## Task details
Restate all of the data exactly.

## Raw data
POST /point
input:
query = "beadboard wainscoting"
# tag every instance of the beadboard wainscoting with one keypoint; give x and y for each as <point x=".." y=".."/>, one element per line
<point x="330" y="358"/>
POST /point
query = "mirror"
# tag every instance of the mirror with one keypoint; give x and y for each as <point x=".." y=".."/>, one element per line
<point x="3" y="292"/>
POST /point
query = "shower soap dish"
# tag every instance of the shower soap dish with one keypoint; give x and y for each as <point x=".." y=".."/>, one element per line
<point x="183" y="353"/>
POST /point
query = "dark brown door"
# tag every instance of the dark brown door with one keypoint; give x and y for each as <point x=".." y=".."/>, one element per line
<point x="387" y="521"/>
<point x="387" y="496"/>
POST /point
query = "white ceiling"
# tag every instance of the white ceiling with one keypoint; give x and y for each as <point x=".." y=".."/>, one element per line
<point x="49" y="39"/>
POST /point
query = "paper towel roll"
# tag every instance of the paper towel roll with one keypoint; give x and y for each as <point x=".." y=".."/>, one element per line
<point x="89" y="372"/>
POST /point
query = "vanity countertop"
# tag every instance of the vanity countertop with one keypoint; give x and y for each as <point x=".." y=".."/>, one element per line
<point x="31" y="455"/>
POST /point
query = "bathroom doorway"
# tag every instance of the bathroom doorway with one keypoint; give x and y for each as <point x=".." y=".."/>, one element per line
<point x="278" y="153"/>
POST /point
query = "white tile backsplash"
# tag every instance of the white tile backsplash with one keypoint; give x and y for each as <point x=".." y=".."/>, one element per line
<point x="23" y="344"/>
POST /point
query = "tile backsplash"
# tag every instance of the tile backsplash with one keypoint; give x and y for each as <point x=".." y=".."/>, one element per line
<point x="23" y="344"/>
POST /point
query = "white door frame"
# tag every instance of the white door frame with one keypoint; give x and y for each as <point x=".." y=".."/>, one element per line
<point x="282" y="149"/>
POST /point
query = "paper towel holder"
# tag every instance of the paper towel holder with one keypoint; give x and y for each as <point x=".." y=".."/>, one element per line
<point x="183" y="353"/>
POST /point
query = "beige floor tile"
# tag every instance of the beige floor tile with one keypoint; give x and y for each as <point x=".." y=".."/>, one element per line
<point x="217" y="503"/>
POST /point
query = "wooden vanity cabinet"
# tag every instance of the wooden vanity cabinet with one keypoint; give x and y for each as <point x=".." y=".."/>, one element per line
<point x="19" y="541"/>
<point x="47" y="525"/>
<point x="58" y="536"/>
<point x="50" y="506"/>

## Result of the exercise
POST /point
input:
query = "beadboard wainscoting"
# tag every instance of the beadboard wainscoting with one keypoint; give x and y for each as <point x=".." y=".."/>, one element per line
<point x="330" y="358"/>
POST /point
query = "mirror"
# tag every instance of the mirror with one keypoint; give x and y for each as <point x=".." y=".."/>, one element per line
<point x="3" y="292"/>
POST /point
query = "shower soap dish"
# tag every instance of the shower soap dish with one keypoint; give x and y for each as <point x=".." y=".."/>, one element per line
<point x="183" y="353"/>
POST /point
query = "dark brown door"
# tag every instance of the dark brown door with one keypoint; give x and y for each as <point x=".." y=".."/>, one element per line
<point x="387" y="521"/>
<point x="387" y="496"/>
POST /point
query = "white ceiling"
# tag every instance of the white ceiling with one keypoint; give x and y for each as <point x=".." y=".."/>, one element per line
<point x="49" y="39"/>
POST /point
query = "paper towel roll"
# tag every instance of the paper towel roll with one keypoint; give x and y for each as <point x=".." y=".."/>, one element per line
<point x="89" y="372"/>
POST /point
query = "vanity countertop"
# tag every instance of the vanity countertop with one keypoint; give x and y for each as <point x=".." y=".."/>, one element per line
<point x="31" y="455"/>
POST /point
query = "bathroom doorway"
# tag every instance of the bathroom doorway with one keypoint; give x and y for each as <point x=".." y=".."/>, one element per line
<point x="278" y="153"/>
POST /point
query = "white tile backsplash"
# tag every instance of the white tile backsplash with one keypoint; give x and y for each as <point x=".." y=".."/>, one element per line
<point x="23" y="344"/>
POST /point
query = "tile backsplash"
# tag every instance of the tile backsplash with one keypoint; give x and y for each as <point x=".." y=".."/>, one element per line
<point x="23" y="344"/>
POST /point
query = "white door frame"
# tag every instance of the white door frame with one keypoint; give x and y for each as <point x=".." y=".."/>, one element per line
<point x="282" y="149"/>
POST /point
query = "paper towel holder"
# tag every instance of the paper towel holder with one keypoint; give x and y for each as <point x=".." y=".."/>, one element per line
<point x="183" y="353"/>
POST /point
query = "beige floor tile"
# tag every instance of the beige floor tile with one keypoint; give x and y for each as <point x=".." y=".."/>, one element per line
<point x="217" y="503"/>
POST /point
query = "wooden vanity cabinet"
# tag every instance of the wooden vanity cabinet with one keypoint; give x and y for each as <point x=".." y=".."/>, one element per line
<point x="19" y="541"/>
<point x="47" y="525"/>
<point x="58" y="536"/>
<point x="50" y="506"/>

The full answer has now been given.